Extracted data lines
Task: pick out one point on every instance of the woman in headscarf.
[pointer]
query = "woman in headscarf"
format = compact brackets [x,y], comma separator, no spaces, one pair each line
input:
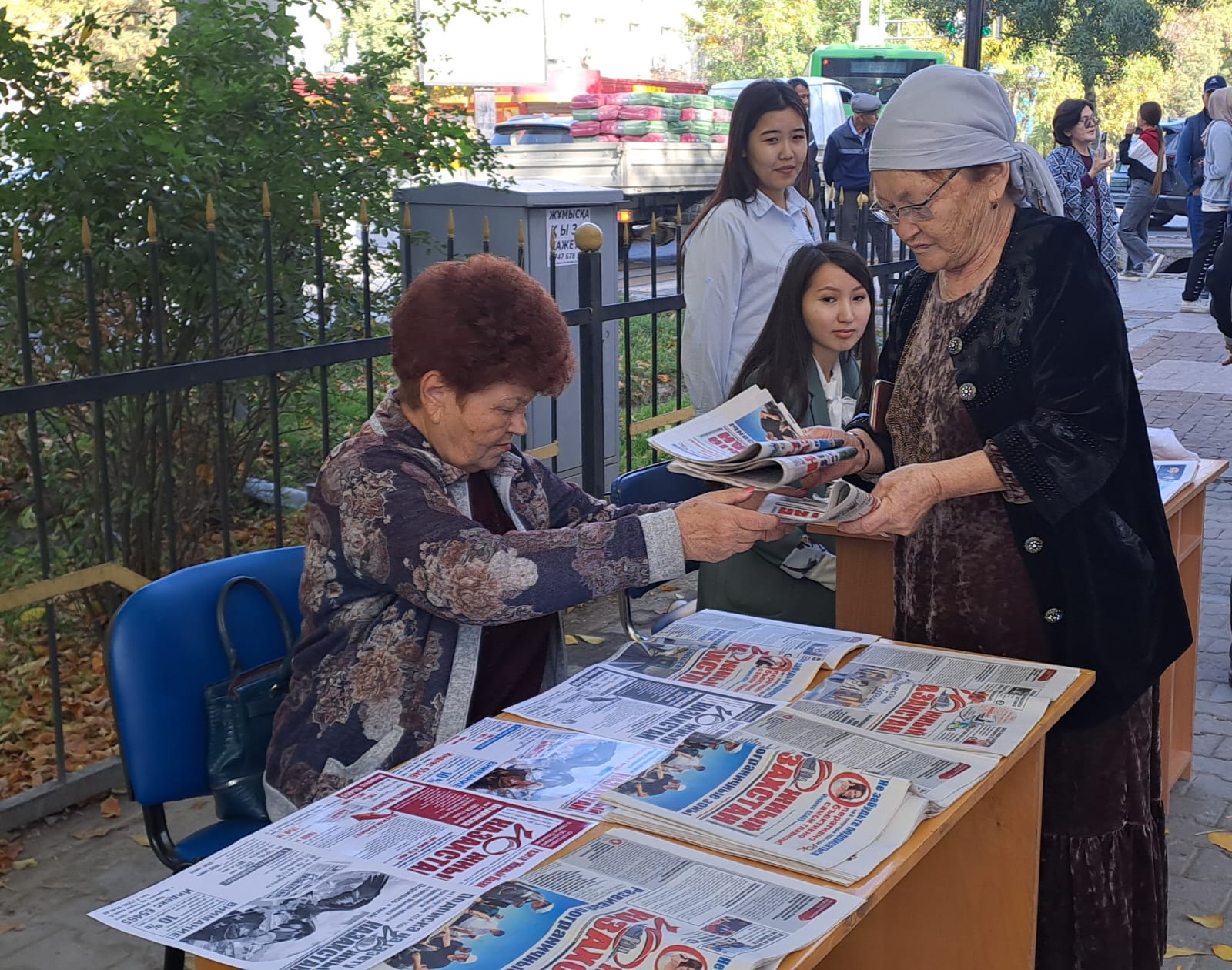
[1078,170]
[1217,201]
[1016,468]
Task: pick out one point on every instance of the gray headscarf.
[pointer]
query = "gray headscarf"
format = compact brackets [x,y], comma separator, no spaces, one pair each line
[950,117]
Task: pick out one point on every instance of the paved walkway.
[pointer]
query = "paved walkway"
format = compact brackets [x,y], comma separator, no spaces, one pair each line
[85,859]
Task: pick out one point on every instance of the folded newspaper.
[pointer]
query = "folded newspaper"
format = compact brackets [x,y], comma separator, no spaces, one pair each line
[936,697]
[751,440]
[346,881]
[720,629]
[775,805]
[631,900]
[842,501]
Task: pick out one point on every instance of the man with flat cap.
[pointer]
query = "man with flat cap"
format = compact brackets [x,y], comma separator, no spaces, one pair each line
[1190,153]
[845,168]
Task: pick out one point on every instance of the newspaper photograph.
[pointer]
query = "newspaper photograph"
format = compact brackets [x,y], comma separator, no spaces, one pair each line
[778,805]
[631,900]
[440,835]
[936,776]
[554,770]
[892,702]
[718,628]
[631,707]
[842,501]
[741,667]
[259,905]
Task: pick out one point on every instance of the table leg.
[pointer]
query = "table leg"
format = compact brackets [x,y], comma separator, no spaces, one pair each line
[975,893]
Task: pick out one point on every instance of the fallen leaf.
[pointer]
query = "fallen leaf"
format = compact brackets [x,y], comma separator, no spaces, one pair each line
[1211,922]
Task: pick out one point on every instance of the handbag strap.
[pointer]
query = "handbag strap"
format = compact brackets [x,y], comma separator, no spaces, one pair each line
[225,634]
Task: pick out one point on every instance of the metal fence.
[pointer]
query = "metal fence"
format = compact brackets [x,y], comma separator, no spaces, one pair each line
[219,433]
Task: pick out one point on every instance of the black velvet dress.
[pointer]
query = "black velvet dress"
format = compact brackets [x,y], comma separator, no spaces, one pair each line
[960,583]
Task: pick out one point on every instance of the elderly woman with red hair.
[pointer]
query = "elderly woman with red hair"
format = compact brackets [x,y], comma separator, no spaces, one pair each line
[439,555]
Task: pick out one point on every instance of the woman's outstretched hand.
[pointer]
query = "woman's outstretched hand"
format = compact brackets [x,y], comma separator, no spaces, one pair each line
[722,523]
[903,497]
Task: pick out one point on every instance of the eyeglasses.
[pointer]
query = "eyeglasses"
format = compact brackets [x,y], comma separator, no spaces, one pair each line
[917,213]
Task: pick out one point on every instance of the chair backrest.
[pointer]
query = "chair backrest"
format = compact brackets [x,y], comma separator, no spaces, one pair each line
[164,651]
[656,484]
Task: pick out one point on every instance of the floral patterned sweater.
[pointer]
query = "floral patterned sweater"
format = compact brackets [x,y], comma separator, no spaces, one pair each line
[400,583]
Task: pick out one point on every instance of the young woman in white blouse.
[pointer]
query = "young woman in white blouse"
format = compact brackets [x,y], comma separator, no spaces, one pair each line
[736,251]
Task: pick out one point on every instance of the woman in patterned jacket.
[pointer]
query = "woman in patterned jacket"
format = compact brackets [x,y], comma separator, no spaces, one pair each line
[1077,168]
[439,555]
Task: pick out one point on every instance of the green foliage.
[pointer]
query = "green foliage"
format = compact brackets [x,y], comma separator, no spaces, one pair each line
[217,107]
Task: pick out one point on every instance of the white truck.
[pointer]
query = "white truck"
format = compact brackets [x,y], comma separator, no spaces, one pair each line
[656,178]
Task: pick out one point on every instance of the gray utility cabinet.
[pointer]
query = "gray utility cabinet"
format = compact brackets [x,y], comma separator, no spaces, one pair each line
[540,206]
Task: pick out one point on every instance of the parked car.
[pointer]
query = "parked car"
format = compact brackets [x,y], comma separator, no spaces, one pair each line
[534,129]
[1172,199]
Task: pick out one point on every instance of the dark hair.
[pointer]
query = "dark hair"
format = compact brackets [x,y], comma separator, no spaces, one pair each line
[1066,116]
[737,180]
[780,359]
[480,323]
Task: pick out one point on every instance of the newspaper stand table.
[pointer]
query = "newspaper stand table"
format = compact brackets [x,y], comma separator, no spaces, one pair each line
[967,879]
[865,602]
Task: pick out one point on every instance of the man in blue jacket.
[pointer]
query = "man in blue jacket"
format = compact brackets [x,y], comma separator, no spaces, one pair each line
[845,168]
[1189,158]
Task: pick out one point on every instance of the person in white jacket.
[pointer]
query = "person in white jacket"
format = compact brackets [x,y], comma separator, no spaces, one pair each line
[736,251]
[1217,192]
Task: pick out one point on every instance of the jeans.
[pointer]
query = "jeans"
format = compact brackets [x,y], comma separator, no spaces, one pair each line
[1194,213]
[1200,263]
[1135,218]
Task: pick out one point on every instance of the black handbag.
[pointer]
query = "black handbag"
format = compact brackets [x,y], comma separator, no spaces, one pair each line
[240,717]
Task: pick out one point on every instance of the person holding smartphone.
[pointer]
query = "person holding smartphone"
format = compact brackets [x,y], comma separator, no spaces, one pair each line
[1077,166]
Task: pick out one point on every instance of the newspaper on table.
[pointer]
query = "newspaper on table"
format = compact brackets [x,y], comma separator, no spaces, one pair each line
[718,628]
[1173,477]
[346,881]
[749,440]
[842,501]
[554,770]
[936,697]
[631,900]
[934,774]
[772,804]
[741,667]
[631,707]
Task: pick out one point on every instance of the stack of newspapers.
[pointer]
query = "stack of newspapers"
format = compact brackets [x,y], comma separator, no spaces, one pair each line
[751,440]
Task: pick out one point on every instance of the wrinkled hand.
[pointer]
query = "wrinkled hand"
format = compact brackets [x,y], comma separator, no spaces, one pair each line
[833,473]
[722,523]
[903,497]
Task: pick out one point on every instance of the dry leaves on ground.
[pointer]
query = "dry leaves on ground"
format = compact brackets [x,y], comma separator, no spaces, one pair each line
[1211,922]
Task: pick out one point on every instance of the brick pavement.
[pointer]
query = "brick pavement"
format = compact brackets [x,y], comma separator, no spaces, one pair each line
[1180,390]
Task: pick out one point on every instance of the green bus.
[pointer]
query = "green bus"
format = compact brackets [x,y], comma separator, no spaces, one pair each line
[874,70]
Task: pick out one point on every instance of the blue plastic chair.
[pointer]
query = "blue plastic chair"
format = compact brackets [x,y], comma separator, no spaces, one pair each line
[646,487]
[162,654]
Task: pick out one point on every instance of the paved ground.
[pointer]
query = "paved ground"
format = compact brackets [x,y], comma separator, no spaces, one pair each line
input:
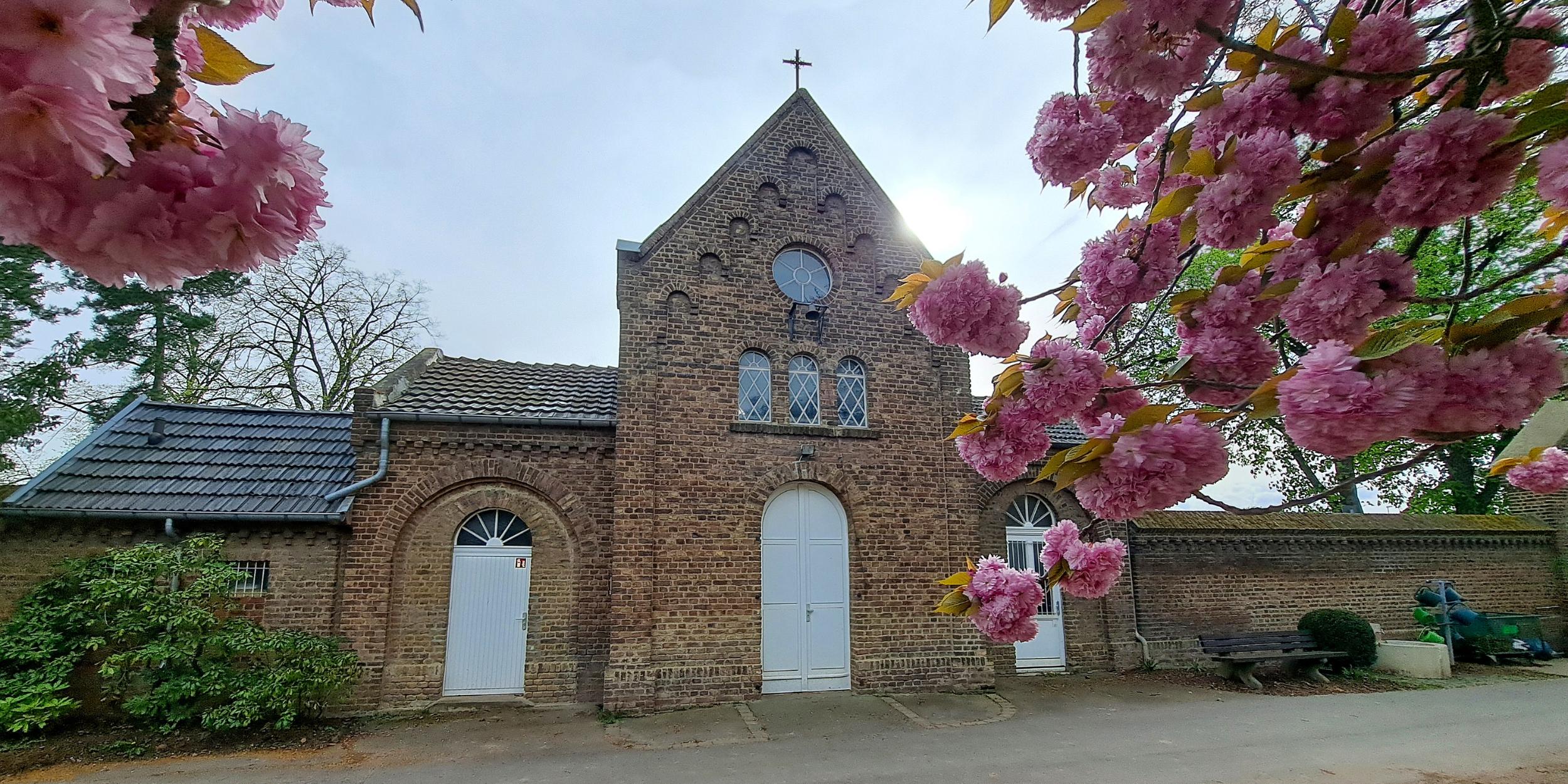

Your instructions:
Switch every "one pair each line" in these lines to "one pair per line", changing nothing else, and give all the lines again without the pictures.

The output:
Task: pick out one point on every instance of the woman in headscarf.
[pointer]
query = "woman in headscarf"
format = compact brackets [x,y], comma separator, no spaces, one pair per line
input:
[1078,170]
[1217,201]
[1016,468]
Task: pick out one point on every instance of the gray headscarf.
[pointer]
query = "gray headscarf"
format = compact brackets [x,y], comma separator, no spaces, one pair per line
[950,117]
Task: pick out one point on every instance of the paved walkway.
[pointer]
query = "paved walkway"
format = compact brackets [x,y], comma separator, no spaces, one pair per line
[85,859]
Task: pick out one point on every instance of the folded newspaper.
[pointer]
query = "folded newspaper"
format = compact brackets [x,y], comma separator, no spaces, one pair per line
[936,697]
[751,440]
[346,881]
[720,629]
[775,805]
[631,900]
[842,501]
Task: pick out one point on every instance of the man with flat cap.
[pointer]
query = "man with flat cap"
format = compact brackets [x,y], comma separator, no spaces, one pair per line
[1190,153]
[845,168]
Task: pick out one point on every instance of the newspaper photograph.
[pointer]
query = "newspaper photograph"
format = compact brackets [x,y], comma separator, no spaces, one pair per line
[778,805]
[631,900]
[440,835]
[936,776]
[554,770]
[892,702]
[718,628]
[631,707]
[842,501]
[741,667]
[259,905]
Task: pick out one point on every instance of the table leg.
[pointer]
query = "table leg"
format = compact brackets [x,y], comma separator, no spaces, one pair per line
[975,893]
Task: pick out one point on every instance of the fallen leaf.
[pointer]
query = "fallen leaf"
format = compact brackets [x,y], comma separator, no spaces, one pair per line
[1211,922]
Task: pick out one point on every instance of the handbag strap.
[pointer]
query = "handbag strap"
format = compact brackets [x,y], comma separator, no spaces, one pair per line
[225,634]
Task: pick out one point on every instance of the metal fence.
[pointer]
query = "metal fence"
format = compact brackets [x,y], comma separator, no spaces, one pair per line
[219,433]
Task: pick out one point on every instance of the black velvet dress.
[pointer]
query = "black velvet dress"
format = compact brackets [x,y], comma separator, no spaces, one pair per line
[960,583]
Task: pick out one point on every instance of the elderly woman with red hair.
[pointer]
query = "elderly woman with red hair"
format = compact brackets [x,y], comma separator, no spaces, one pair per line
[439,555]
Task: pick out one point on every instance of the woman's outstretched hand.
[pointer]
query = "woman's outstretched hand"
format = compact brackets [x,y], comma separator, no spaces, one pair per line
[722,523]
[903,497]
Task: pick out one point on every instance of the eyeglasses.
[pointer]
query = "eyeglasses"
format = compact brackets [x,y], comma separator, no spaces, one pair per line
[917,213]
Task: pick out one point on every instance of the chair backrest.
[pointer]
query = "chair backrest"
format = compact brackets [x,y], comma separator, no spaces, one pair per line
[164,651]
[656,484]
Task: pick out one point on every instance of the floral patterned sweater.
[pointer]
query = "floral patterned sweater"
format = compact brackets [x,y], comma separator, no spaces, one pair per line
[400,583]
Task: pick out one point on every instance of the young woman in white blouse.
[pointer]
query = "young woman in white blouse"
format = compact brackets [x,y], comma separator, no spaces, one pair per line
[736,251]
Task: pick out one point on every instance of the woman in patterned jacket.
[pointer]
query = "woman in patterned jacket"
format = compact brackets [x,y], comma separator, no spaces, one pair per line
[1077,168]
[439,555]
Task: pick out one point on every instance of the green foliage.
[pointer]
query = "green foliage"
format = compact brackets [x,y], comma separator, no spaces, one pair per line
[217,107]
Task: pick out one point on every instance of the white truck.
[pointer]
query = "white truck"
format = compact brackets [x,y], comma separator, no spaces, one pair per line
[656,178]
Task: pick out one point on every instance of the gray utility cabinet.
[pointer]
query = "gray utility cabinet"
format = compact brackets [x,y], comma separator, no spaces, one pair per line
[540,206]
Task: pick out one point on every instance of the parked car.
[pointer]
query = "parked car"
format = compact brackets [x,y], comma separator, no spaces, one pair per line
[534,129]
[1172,199]
Task: pick out one point on every instance of the dark hair.
[pointer]
query = "dark hair"
format = compact brackets [x,y], comma separator, no spaces, one pair per line
[1066,116]
[737,180]
[780,359]
[480,323]
Task: pick out one point on every instance of the newspaper stand table.
[pointer]
query = "newspaper stand table"
format = compact brackets [x,y], comma separator, no spaces, one pair per line
[967,879]
[865,602]
Task: pick out one point on every instance of the man in blue jacket.
[pointer]
query = "man in blue jacket"
format = compact brackets [x,y], comma separator, no spaces, one pair per line
[845,168]
[1189,158]
Task: pick out one point on every instance of the person in white jacket.
[pointer]
query = "person in white jacket"
format = compact brackets [x,y], comma separator, no spaces, one pair per line
[736,251]
[1217,192]
Task: pick out one point on every instance of the jeans.
[pointer]
query = "jeans"
format = compact brackets [x,y], comma separator, no spaces, one pair per line
[1194,213]
[1200,263]
[1135,218]
Task: pick out one point on every instance of the black handbag.
[pointer]
query = "black handbag"
format = compact brackets [x,y], comma separator, no spaces, one pair per line
[240,717]
Task: pick out one point on every instance of the person holding smartphone.
[pointer]
query = "person holding smartphone"
format = compact brackets [x,y], comma separator, no spaces, one pair per line
[1077,166]
Task: pick out one point on every instance of the newspaper on table.
[pointer]
query = "newspaper on table"
format = compact brackets [x,y], comma separator, no spaces, one pair per line
[718,628]
[1173,477]
[346,881]
[749,440]
[842,501]
[554,770]
[936,697]
[631,900]
[934,774]
[772,804]
[741,667]
[631,707]
Task: pick out one point on every instance of the stack of newspapers.
[pointer]
query = "stack of newspapers"
format = compact brackets [x,y], comma separator, no spaces, one pair per line
[751,440]
Task: pick out one point on every instance of the wrinkled hand.
[pointer]
query = "wrinkled hand"
format = compact brackets [x,y], comma separator, no spaces, one pair per line
[833,473]
[722,523]
[903,497]
Task: pick out one point on every instance of the dry leaves on ground.
[pointer]
query = "dry leaves on ground"
format = compact brackets [x,y], comma separator, no spaces, one pair per line
[1211,922]
Task: pick out one point on every instance of the brick pavement.
[pointer]
query = "brick pavement"
format = compact brackets [x,y], comma separator, no spaces, one pair per line
[1180,390]
Task: pick out one point on every instance of the green bus.
[pointer]
query = "green bus"
format = compact brackets [x,y], comma separator, no spaces, one pair per line
[874,70]
Task: pick out one point on every instance of the blue plastic chair.
[pointer]
query = "blue plastic chair"
format = compact brackets [x,y], comma separator, no spaces, one pair per line
[646,487]
[162,654]
Task: pick out one point on every instance of the paved ground.
[pointer]
query = "paved ground"
format = compact brackets [x,y], comma separator, no spaces, one pair per line
input:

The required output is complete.